=== Task to carry out ===
Select each line of the items below that contains the string "forehead", matching case exactly, and copy those lines.

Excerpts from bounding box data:

- - -

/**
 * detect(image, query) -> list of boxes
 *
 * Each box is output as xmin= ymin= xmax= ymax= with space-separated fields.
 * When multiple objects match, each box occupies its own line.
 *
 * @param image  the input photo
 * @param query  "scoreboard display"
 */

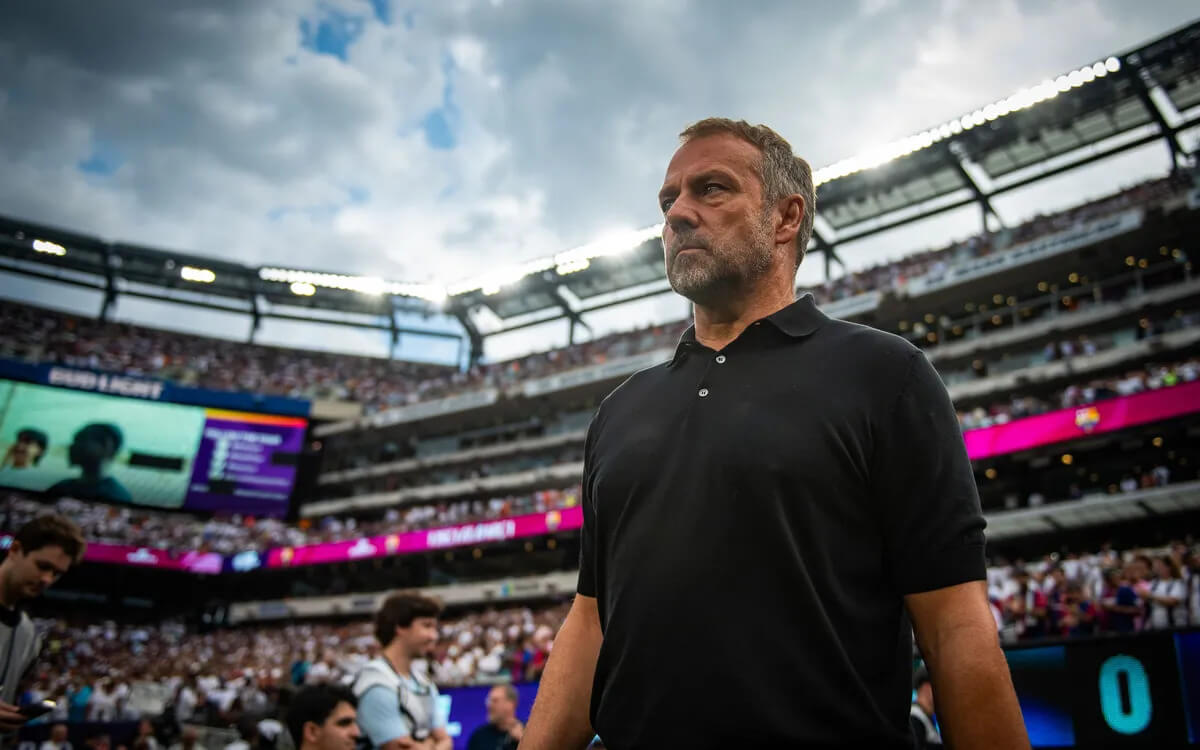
xmin=1006 ymin=630 xmax=1200 ymax=748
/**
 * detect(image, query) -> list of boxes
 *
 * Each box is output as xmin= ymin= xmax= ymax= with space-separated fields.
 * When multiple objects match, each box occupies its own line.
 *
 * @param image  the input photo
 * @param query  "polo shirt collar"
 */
xmin=668 ymin=294 xmax=829 ymax=367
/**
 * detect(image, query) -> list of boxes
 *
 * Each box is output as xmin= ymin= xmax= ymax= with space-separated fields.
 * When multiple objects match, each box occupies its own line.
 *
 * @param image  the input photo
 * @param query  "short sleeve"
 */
xmin=575 ymin=413 xmax=600 ymax=598
xmin=871 ymin=349 xmax=988 ymax=594
xmin=359 ymin=685 xmax=413 ymax=748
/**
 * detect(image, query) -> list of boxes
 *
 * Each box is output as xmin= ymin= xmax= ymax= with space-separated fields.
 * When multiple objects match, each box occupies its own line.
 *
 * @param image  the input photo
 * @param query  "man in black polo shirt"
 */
xmin=521 ymin=119 xmax=1028 ymax=750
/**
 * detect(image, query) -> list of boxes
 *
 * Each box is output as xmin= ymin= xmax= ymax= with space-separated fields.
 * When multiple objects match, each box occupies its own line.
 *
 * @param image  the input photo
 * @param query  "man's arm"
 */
xmin=430 ymin=727 xmax=454 ymax=750
xmin=520 ymin=594 xmax=602 ymax=750
xmin=905 ymin=581 xmax=1030 ymax=750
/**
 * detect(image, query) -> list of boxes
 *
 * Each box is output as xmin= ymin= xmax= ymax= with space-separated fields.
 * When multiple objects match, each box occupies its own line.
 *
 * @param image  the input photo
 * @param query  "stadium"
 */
xmin=0 ymin=10 xmax=1200 ymax=750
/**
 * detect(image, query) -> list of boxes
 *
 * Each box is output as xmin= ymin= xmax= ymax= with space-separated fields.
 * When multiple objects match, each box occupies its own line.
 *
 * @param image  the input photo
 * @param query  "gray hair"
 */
xmin=679 ymin=118 xmax=817 ymax=268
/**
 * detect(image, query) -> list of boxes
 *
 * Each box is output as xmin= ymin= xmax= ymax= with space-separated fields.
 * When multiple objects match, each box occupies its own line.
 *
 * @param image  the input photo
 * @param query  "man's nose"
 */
xmin=662 ymin=196 xmax=700 ymax=232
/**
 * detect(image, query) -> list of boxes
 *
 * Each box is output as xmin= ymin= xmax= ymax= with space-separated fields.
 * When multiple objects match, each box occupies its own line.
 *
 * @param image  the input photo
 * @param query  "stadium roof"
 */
xmin=0 ymin=22 xmax=1200 ymax=353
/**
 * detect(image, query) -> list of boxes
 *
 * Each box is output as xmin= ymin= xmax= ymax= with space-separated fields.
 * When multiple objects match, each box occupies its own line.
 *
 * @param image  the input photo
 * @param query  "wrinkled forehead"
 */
xmin=662 ymin=133 xmax=762 ymax=185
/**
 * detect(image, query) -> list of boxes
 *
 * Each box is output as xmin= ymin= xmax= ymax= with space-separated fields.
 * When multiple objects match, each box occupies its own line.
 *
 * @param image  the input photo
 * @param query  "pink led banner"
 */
xmin=962 ymin=380 xmax=1200 ymax=461
xmin=266 ymin=506 xmax=583 ymax=568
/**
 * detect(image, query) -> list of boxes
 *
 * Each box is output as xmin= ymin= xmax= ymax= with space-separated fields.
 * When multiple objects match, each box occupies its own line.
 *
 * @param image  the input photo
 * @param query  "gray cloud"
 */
xmin=0 ymin=0 xmax=1194 ymax=312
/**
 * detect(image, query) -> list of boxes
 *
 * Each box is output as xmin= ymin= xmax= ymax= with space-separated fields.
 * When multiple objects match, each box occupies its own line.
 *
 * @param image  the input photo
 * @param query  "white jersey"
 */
xmin=353 ymin=656 xmax=438 ymax=740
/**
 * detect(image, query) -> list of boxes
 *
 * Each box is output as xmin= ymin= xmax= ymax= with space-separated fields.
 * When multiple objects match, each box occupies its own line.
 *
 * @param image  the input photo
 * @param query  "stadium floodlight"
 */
xmin=812 ymin=58 xmax=1121 ymax=185
xmin=258 ymin=268 xmax=445 ymax=304
xmin=34 ymin=240 xmax=67 ymax=256
xmin=179 ymin=265 xmax=217 ymax=284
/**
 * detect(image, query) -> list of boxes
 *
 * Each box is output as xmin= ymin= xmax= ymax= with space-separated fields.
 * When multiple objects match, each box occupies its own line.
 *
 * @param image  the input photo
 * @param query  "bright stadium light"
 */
xmin=179 ymin=265 xmax=217 ymax=284
xmin=34 ymin=240 xmax=67 ymax=256
xmin=812 ymin=58 xmax=1121 ymax=185
xmin=258 ymin=268 xmax=445 ymax=304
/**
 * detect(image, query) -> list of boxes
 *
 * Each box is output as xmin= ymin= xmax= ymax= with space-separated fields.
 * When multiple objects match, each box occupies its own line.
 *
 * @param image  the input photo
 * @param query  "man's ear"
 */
xmin=296 ymin=721 xmax=320 ymax=750
xmin=775 ymin=193 xmax=809 ymax=245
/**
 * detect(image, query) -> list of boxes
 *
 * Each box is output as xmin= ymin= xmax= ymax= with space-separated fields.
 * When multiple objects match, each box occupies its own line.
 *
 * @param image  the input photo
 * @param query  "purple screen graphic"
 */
xmin=185 ymin=409 xmax=306 ymax=516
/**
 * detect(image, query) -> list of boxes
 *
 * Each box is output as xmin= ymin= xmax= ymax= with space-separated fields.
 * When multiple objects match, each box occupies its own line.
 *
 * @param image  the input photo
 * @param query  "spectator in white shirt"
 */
xmin=38 ymin=724 xmax=71 ymax=750
xmin=88 ymin=679 xmax=116 ymax=722
xmin=1146 ymin=554 xmax=1188 ymax=630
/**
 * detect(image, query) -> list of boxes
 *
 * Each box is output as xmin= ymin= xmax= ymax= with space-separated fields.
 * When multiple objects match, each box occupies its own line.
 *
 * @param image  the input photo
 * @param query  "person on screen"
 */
xmin=49 ymin=422 xmax=133 ymax=503
xmin=0 ymin=427 xmax=49 ymax=469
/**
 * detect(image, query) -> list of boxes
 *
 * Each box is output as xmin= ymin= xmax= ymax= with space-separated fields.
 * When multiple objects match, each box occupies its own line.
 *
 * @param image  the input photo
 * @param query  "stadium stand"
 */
xmin=0 ymin=20 xmax=1200 ymax=744
xmin=16 ymin=541 xmax=1200 ymax=725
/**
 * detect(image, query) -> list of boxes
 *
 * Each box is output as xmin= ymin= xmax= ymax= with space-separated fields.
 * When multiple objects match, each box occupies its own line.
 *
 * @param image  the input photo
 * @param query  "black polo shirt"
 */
xmin=578 ymin=296 xmax=985 ymax=750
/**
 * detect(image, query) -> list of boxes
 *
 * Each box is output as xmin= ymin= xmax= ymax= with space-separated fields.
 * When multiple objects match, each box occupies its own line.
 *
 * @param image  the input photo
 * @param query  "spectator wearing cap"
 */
xmin=1100 ymin=568 xmax=1141 ymax=632
xmin=287 ymin=685 xmax=360 ymax=750
xmin=467 ymin=685 xmax=524 ymax=750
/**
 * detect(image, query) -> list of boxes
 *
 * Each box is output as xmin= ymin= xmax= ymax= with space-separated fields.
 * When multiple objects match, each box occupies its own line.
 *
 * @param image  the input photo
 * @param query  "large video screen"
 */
xmin=0 ymin=379 xmax=307 ymax=516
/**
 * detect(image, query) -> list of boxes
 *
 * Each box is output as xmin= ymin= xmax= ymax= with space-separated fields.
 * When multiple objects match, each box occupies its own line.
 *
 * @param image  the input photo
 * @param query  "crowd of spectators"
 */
xmin=16 ymin=542 xmax=1200 ymax=724
xmin=958 ymin=356 xmax=1200 ymax=430
xmin=0 ymin=486 xmax=580 ymax=556
xmin=0 ymin=179 xmax=1176 ymax=412
xmin=988 ymin=542 xmax=1200 ymax=642
xmin=0 ymin=348 xmax=1200 ymax=556
xmin=23 ymin=602 xmax=569 ymax=725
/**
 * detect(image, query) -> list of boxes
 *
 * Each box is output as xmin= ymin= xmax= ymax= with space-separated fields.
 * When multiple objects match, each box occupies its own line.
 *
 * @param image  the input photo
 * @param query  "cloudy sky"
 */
xmin=0 ymin=0 xmax=1196 ymax=358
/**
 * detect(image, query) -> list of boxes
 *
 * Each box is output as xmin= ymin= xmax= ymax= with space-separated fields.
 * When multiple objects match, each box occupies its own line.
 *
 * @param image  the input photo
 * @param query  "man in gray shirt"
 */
xmin=0 ymin=515 xmax=88 ymax=732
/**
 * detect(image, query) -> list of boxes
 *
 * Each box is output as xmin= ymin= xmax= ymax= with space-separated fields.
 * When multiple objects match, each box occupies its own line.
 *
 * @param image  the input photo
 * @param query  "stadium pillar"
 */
xmin=100 ymin=242 xmax=116 ymax=323
xmin=1124 ymin=55 xmax=1188 ymax=175
xmin=451 ymin=305 xmax=484 ymax=367
xmin=942 ymin=142 xmax=1004 ymax=234
xmin=812 ymin=224 xmax=846 ymax=281
xmin=388 ymin=310 xmax=400 ymax=359
xmin=247 ymin=289 xmax=263 ymax=343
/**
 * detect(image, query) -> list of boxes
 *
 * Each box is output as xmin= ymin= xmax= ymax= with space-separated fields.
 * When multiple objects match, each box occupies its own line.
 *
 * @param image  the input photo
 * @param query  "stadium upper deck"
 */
xmin=0 ymin=23 xmax=1200 ymax=364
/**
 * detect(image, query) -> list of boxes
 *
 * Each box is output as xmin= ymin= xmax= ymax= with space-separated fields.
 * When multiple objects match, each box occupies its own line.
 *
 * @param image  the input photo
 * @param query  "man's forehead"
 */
xmin=664 ymin=133 xmax=758 ymax=182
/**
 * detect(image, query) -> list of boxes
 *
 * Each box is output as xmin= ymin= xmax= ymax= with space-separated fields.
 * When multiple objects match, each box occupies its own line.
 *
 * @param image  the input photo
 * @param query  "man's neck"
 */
xmin=383 ymin=644 xmax=413 ymax=677
xmin=0 ymin=560 xmax=20 ymax=610
xmin=692 ymin=281 xmax=796 ymax=352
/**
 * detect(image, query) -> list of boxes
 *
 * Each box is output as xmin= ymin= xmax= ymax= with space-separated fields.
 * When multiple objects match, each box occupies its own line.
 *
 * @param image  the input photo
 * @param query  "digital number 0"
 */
xmin=1100 ymin=654 xmax=1151 ymax=734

- - -

=== Task answer ===
 * @param query  "wrinkled forehead"
 * @param query  "man's forehead"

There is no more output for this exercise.